▶ **Material shown**:
= Beginning of Section =

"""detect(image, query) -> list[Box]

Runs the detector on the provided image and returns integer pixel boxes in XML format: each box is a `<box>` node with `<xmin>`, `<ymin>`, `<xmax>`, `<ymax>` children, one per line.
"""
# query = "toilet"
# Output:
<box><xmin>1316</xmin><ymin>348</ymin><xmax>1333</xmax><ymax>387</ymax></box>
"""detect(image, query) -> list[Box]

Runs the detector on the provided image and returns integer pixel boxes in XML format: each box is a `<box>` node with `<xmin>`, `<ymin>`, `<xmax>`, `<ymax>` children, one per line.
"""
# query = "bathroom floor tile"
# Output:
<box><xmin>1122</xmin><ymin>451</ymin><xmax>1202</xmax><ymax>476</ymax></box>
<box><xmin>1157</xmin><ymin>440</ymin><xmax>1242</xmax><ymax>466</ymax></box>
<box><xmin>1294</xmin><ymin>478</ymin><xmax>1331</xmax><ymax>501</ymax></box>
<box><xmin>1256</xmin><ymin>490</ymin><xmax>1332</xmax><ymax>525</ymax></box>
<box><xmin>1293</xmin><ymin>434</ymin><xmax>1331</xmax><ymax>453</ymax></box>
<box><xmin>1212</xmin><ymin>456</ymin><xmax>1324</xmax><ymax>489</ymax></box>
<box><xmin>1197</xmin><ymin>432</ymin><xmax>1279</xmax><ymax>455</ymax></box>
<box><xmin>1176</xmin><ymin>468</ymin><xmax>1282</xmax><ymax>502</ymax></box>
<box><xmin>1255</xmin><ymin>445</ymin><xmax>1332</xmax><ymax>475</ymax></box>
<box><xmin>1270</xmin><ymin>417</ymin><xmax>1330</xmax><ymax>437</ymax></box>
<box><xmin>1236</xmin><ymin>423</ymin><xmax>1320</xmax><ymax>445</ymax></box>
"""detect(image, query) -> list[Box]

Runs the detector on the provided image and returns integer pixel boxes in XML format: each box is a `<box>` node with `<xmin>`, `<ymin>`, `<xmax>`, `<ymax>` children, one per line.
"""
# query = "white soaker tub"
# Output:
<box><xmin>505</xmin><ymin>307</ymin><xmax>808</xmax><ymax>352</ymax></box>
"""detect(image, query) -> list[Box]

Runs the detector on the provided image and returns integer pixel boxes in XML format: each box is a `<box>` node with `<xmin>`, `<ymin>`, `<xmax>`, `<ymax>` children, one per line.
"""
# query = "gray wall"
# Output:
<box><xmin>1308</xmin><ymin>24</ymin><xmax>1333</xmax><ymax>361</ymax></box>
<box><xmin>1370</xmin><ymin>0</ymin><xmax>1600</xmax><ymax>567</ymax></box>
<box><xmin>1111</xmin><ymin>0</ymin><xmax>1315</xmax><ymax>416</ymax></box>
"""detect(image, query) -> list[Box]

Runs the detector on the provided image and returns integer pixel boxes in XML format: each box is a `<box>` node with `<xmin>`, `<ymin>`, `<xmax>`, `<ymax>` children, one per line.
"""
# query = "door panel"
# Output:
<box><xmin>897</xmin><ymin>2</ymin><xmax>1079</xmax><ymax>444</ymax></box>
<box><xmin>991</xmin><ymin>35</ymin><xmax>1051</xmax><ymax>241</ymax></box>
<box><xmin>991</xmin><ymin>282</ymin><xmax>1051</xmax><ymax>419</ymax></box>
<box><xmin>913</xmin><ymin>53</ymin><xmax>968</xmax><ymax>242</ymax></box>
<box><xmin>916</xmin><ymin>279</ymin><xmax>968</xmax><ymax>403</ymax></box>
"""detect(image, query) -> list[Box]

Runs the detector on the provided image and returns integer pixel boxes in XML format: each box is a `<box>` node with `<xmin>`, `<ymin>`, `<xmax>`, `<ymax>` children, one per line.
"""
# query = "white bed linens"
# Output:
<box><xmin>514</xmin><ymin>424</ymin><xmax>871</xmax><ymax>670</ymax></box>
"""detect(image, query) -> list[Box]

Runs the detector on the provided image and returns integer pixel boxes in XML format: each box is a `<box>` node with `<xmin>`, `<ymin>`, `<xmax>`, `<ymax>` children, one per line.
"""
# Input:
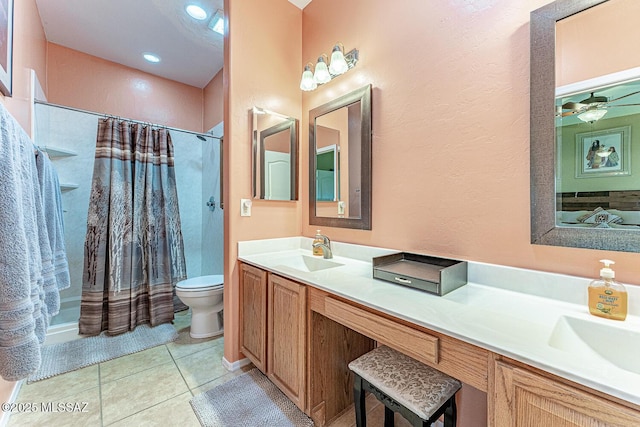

= End of Section =

▶ **What you have to do**: What is needed is a single number: how many lines of the data contain the word "white".

▶ **Reply to the exercise**: 2